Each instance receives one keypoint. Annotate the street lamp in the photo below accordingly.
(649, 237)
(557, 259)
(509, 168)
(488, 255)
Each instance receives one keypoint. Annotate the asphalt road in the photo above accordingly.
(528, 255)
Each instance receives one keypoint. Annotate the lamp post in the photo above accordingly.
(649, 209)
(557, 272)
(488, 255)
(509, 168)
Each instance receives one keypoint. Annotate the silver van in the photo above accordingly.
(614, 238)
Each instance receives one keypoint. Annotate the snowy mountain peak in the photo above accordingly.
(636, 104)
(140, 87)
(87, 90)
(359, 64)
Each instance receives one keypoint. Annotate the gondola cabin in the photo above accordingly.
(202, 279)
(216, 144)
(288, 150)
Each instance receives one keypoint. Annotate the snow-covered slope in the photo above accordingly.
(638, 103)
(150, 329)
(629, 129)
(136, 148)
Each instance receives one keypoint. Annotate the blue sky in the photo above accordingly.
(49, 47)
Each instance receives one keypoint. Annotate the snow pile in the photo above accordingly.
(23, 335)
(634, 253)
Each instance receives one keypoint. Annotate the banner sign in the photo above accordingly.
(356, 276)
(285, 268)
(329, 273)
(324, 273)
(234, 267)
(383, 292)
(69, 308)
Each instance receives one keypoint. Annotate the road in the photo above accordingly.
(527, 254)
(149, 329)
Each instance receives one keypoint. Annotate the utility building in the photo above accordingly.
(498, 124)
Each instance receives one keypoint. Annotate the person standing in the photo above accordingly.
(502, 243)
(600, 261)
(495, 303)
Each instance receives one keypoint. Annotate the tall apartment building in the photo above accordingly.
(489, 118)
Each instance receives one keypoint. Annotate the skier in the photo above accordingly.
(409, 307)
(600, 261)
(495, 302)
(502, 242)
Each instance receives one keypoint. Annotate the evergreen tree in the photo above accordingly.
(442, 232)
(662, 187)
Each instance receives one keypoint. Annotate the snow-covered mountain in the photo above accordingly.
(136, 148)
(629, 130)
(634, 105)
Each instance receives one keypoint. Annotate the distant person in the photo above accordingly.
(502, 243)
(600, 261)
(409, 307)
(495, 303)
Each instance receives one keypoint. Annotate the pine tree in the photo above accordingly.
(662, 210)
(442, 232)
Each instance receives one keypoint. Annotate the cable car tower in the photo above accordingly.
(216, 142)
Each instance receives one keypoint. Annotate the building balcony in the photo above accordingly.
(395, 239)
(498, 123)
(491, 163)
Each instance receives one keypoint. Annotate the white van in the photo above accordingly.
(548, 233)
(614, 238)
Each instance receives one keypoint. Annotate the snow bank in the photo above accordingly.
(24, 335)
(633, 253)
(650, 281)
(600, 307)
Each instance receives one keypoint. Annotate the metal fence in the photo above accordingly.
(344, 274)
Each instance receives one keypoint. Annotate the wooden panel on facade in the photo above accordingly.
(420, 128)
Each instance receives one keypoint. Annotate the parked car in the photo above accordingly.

_ _ _ _ _

* [Given task] Set down the material above verbatim, every line from the first through the last, without alteration or omission.

* [Completed task]
Each instance receives one keypoint. Annotate the street lamp in the photo below accordingly.
(649, 237)
(557, 259)
(509, 168)
(488, 255)
Each instance receives one keypoint. Annotate the asphalt road in the photo above accordingly.
(528, 255)
Each instance receives one keypoint. Annotate the lamp post in the photo above accordingly.
(649, 209)
(557, 272)
(488, 255)
(509, 168)
Each instance receives one keypoint. Annotate the silver van in the photo above accordingly.
(614, 238)
Each instance receives one keypoint. Annotate the snowy mountain peak in the photo above accordingly.
(636, 104)
(140, 87)
(87, 90)
(359, 64)
Each instance receives one keypoint. Annotate the gondola cabin in the photo above accordingly.
(202, 279)
(216, 144)
(288, 150)
Each instance receives one keypoint. Annotate the snow-covered slope in the photo above accordingly.
(638, 103)
(150, 329)
(629, 129)
(136, 148)
Each instance receives one keypoint. Annotate the blue sky in the photo above accordingly.
(49, 47)
Each instance receives one keypoint. Annotate the snow pile in the photo above accordingly.
(23, 335)
(634, 253)
Each instance receives one keypoint. Annotate the banner sign in the photo above accordingly.
(356, 276)
(285, 268)
(329, 273)
(324, 273)
(234, 267)
(383, 292)
(69, 308)
Each instance receives one keypoint. Annotate the road in the photo above accordingly.
(527, 254)
(149, 329)
Each instance receives one keypoint. Annotate the utility building in the photo above accordingly.
(498, 124)
Each instance receives one keypoint. Annotate the person standing in the photo above accordingly.
(502, 243)
(600, 261)
(495, 303)
Each instance receives one keypoint. Annotate the tall apartment building in the photo above accordingly.
(489, 118)
Each instance receives one keypoint. Annotate the skier in the photo above accordingly.
(409, 307)
(600, 261)
(495, 302)
(502, 242)
Each instance receives one keypoint. Annotate the evergreen tree in the photo above accordingly.
(442, 232)
(662, 187)
Each instance receives one keypoint. Annotate the snow-covered mountain in the photo above accordingly.
(136, 148)
(629, 130)
(634, 105)
Each instance receives one keypoint. Annotate the distant person in the photo above accordingly.
(502, 243)
(600, 261)
(409, 307)
(495, 303)
Each instance receives one keypoint. Annotate the pine tree in the photo above accordingly.
(662, 210)
(442, 232)
Each instance receives one keypoint. Annotate the cable car tower in the photo above accordingly.
(216, 142)
Each instance receives one keypoint. Annotate the building balcony in the photo above accordingly.
(395, 239)
(498, 123)
(491, 163)
Each instance receives one keypoint. Annotate the white van in the photo above accordingly.
(548, 233)
(614, 238)
Each instance receives one keypoint. Annotate the snow bank in the photo above accordingly.
(24, 335)
(633, 253)
(650, 281)
(600, 307)
Each instance receives one keypoint. Annotate the metal fence in the photo above accordingly.
(344, 274)
Each instance receives one keypoint. Annotate the wooden panel on facade in the photo above accordingly.
(420, 128)
Each instance receives one keypoint. Annotate the parked car in the photo above accordingly.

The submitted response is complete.